SOURCE PASSAGE:
# who



## Ghost (Jun 21, 2002)

who will be the best sub player next year


----------



## John (Jun 9, 2002)

Who? We aren't sure who will stay and who will go.


----------



## TheMatrix31 (May 28, 2002)

*Penny*

Penny will do good off the bench this yr.


----------



## Ghost (Jun 21, 2002)

*re*

what about marion he is in a contract season this year and that is when players are at there best


----------



## John (Jun 9, 2002)

*Re: re*



> Originally posted by *princetolakers *
> what about marion he is in a contract season this year and that is when players are at there best


Can the suns offer him a new contract right now? Or extend his contract whatever you want to call it.


----------



## PhatDaddy3100 (Jun 16, 2002)

Yes the suns can offer him a contract extension this year, and look for them to do it.


----------



## PhatDaddy3100 (Jun 16, 2002)

RECORDS PROVIDED:

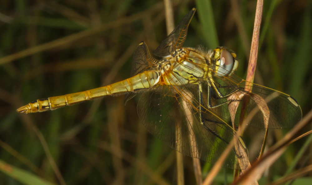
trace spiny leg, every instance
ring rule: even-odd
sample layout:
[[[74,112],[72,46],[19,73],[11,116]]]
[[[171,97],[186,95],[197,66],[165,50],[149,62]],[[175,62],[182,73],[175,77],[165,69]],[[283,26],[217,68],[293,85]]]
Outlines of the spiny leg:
==
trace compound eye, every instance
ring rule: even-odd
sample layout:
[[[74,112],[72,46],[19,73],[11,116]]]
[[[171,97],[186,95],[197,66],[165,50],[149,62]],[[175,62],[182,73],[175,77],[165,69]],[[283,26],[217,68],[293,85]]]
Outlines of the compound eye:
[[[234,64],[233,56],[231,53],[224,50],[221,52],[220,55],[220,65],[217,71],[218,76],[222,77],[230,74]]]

WHAT YOU NEED TO DO:
1. Can you give the entries between the lines holding "trace spiny leg, every instance" and "Outlines of the spiny", inclusive, again with "spiny leg" swapped for "hind leg" and everything else unchanged?
2. How would the forum thread about the Suns' best bench player continue from where it stops?

RESPONSES BY TASK:
1.
trace hind leg, every instance
ring rule: even-odd
sample layout:
[[[74,112],[72,46],[19,73],[11,116]]]
[[[171,97],[186,95],[197,66],[165,50],[149,62]],[[175,62],[182,73],[175,77],[165,69]],[[283,26],[217,68],[293,85]]]
Outlines of the hind leg:

2.
And the Suns best Sub depends on who starts. If Joe Johnson starts, its Penny. If Penny starts, its Joe Johnson. Or if Outlaw doesn't start, he could be it.


----------



## Ghost (Jun 21, 2002)

*i think*

it will be penny cause i heard on sportscenter that penny has to fight for a starter spot


----------



## TheRifleman (May 20, 2002)

*Re: re*



> Originally posted by *princetolakers *
> what about marion he is in a contract season this year and that is when players are at there best


Marion has never been a *sub*.


----------



## Ghost (Jun 21, 2002)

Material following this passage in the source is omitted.